--- Material shown ---

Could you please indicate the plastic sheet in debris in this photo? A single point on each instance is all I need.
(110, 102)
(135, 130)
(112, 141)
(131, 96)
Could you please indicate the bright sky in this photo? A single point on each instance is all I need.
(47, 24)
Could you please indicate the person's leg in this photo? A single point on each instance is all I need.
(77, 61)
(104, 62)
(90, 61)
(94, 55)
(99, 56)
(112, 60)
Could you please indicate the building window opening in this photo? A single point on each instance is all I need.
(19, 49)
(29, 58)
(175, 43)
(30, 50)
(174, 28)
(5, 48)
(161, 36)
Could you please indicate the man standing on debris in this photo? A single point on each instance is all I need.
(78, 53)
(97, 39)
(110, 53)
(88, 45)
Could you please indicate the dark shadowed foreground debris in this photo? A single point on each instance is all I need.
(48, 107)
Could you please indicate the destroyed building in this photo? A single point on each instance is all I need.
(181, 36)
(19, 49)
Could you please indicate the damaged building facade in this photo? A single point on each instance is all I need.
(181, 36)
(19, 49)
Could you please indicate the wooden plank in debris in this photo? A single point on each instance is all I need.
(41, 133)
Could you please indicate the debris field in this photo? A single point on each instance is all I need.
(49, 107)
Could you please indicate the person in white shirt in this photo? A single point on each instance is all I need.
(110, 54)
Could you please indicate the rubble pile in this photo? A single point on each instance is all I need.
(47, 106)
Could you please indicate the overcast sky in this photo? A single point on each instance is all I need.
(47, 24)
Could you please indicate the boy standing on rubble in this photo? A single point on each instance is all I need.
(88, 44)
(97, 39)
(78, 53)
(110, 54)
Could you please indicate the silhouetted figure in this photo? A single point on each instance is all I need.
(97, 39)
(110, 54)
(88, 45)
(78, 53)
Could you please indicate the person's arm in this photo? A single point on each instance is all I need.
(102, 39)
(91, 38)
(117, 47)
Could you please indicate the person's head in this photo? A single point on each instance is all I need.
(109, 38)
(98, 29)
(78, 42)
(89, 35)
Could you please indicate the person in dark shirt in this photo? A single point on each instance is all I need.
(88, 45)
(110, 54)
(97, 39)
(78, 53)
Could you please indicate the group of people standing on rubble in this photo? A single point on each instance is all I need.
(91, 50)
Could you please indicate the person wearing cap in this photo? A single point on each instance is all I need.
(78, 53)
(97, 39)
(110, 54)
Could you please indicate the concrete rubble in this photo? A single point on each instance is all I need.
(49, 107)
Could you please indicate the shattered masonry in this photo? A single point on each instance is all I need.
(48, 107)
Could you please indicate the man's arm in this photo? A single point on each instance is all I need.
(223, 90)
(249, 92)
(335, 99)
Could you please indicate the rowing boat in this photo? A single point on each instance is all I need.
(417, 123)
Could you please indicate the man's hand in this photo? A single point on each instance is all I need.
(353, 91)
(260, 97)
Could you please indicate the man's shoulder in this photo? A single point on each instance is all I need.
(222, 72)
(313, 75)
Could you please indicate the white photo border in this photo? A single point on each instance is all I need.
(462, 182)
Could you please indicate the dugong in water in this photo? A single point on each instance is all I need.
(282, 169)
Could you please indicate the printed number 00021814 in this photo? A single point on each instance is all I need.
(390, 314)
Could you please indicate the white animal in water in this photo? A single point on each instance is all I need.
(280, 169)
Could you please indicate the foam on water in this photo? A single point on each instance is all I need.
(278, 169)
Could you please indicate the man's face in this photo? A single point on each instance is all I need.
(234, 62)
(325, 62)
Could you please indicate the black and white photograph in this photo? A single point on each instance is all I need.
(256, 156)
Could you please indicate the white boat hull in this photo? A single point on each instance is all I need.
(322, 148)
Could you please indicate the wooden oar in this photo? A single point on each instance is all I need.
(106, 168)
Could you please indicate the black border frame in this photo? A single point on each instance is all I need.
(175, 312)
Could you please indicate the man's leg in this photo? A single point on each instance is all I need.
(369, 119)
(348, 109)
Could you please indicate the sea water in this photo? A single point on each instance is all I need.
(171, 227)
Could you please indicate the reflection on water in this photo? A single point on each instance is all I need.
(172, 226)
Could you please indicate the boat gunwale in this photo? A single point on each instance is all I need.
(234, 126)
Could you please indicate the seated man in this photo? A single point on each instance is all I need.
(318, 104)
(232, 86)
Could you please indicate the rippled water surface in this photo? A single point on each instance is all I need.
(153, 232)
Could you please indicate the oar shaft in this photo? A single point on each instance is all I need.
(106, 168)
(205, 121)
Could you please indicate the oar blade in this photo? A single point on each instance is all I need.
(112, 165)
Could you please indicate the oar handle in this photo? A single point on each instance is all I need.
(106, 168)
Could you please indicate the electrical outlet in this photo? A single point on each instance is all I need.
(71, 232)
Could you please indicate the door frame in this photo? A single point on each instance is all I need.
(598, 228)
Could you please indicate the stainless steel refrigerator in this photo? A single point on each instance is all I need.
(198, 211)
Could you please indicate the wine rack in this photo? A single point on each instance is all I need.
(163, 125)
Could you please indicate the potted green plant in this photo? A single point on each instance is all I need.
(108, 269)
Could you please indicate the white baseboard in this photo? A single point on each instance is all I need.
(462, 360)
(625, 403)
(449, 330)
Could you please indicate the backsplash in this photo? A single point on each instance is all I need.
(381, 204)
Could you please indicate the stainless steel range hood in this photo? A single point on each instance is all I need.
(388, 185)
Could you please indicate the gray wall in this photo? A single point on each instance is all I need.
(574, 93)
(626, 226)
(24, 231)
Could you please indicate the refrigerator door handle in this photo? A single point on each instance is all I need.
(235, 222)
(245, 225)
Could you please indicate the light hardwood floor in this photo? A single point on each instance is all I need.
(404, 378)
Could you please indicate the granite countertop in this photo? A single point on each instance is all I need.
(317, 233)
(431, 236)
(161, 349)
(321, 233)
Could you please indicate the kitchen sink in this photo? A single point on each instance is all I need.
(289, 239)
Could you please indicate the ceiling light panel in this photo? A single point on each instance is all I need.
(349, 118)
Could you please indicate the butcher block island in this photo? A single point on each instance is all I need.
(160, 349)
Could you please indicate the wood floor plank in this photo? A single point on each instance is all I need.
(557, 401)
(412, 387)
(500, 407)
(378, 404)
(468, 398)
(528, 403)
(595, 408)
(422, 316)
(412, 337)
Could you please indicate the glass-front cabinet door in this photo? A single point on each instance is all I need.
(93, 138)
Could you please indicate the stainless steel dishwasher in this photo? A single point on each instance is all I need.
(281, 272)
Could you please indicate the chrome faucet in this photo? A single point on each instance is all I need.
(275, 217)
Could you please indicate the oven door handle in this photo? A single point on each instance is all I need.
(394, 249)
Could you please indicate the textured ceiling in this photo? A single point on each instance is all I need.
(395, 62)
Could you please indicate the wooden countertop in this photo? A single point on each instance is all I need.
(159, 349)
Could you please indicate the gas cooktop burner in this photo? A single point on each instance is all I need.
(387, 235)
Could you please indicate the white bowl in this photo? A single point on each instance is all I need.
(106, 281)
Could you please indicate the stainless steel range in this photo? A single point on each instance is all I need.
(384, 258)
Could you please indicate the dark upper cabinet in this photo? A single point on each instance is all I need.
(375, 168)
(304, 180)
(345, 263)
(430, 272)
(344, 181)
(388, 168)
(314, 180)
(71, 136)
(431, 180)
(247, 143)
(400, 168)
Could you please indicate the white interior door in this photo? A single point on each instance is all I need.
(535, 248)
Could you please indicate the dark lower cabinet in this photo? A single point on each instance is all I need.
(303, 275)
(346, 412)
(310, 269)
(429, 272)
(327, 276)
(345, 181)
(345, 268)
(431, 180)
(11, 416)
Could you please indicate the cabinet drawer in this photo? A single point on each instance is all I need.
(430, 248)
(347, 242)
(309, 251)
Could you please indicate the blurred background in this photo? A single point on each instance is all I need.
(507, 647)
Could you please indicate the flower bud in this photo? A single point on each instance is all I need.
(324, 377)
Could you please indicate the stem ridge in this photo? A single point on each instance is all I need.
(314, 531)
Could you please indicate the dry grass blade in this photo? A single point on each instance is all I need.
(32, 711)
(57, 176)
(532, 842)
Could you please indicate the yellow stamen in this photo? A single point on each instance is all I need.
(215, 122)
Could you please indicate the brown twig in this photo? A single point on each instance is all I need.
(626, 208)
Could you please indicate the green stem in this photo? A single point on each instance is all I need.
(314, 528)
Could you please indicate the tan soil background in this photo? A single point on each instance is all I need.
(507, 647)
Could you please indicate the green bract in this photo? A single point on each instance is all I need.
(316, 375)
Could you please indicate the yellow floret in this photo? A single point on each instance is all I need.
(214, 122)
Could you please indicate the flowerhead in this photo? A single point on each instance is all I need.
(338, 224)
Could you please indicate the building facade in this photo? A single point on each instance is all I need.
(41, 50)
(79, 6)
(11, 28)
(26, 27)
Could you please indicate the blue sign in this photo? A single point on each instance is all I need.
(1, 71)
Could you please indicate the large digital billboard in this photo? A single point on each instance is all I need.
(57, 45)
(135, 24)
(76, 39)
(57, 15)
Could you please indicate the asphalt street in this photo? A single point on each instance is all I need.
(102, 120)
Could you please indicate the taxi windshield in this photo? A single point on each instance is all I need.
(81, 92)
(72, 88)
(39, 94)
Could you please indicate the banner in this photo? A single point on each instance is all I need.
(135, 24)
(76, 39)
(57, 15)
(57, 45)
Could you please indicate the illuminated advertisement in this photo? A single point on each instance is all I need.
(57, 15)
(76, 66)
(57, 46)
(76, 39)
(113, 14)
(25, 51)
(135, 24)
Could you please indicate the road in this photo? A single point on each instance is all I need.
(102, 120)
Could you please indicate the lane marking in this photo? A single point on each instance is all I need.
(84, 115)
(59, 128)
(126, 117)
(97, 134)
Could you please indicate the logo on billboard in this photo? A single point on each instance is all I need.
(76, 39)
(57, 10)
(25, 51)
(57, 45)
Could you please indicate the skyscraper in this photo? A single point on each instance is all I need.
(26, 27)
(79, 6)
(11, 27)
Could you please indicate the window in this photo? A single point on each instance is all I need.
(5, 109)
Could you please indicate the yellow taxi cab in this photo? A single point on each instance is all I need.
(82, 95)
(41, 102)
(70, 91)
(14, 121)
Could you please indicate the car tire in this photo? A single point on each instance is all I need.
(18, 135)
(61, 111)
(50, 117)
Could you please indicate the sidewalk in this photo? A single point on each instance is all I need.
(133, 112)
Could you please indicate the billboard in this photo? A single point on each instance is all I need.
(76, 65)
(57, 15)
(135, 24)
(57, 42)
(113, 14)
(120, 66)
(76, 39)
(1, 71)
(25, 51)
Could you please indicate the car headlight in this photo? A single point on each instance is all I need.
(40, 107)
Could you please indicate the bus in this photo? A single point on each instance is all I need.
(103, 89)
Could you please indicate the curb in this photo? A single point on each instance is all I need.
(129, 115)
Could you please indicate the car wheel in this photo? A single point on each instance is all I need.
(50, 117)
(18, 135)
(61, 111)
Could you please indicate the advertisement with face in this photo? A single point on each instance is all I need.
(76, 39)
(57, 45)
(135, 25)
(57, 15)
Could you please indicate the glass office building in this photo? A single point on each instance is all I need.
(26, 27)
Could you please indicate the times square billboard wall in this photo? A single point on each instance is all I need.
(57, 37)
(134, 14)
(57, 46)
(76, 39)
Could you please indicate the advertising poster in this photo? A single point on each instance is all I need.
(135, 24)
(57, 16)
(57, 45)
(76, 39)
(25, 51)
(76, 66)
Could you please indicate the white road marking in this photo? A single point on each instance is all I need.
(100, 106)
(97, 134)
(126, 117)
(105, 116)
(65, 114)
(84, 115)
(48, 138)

---

■ Instructions to follow:
Give again, word for word, every line from the one holding "Could you please indicate the bus" to the end of the data.

■ Solution to the exercise:
Could you please indicate the bus in this photo? A single point on each instance is all I need.
(103, 89)
Could you please indicate the curb in this photo? A single point on each instance is all I need.
(129, 115)
Could you please indicate the car wheel in this photo? A single point on each instance is all I need.
(50, 117)
(18, 135)
(61, 111)
Could you please indicate the advertisement with face in this photo? A single point on each instance is all I need.
(76, 39)
(57, 45)
(135, 25)
(57, 15)
Could you please indicate the glass office building in this photo? A single point on each instance is all I need.
(26, 27)
Could you please indicate the times square billboard wall in this photo? A single point on each instance is all I need.
(57, 37)
(134, 14)
(57, 46)
(76, 39)
Could you please indicate the advertising poster in this photo? A single point on each instance is all I need.
(135, 24)
(57, 16)
(57, 45)
(76, 39)
(25, 51)
(76, 66)
Could you please indicate the white road marking in this photo? A single point on each instance is all I need.
(100, 106)
(97, 134)
(126, 117)
(105, 116)
(65, 114)
(84, 115)
(48, 138)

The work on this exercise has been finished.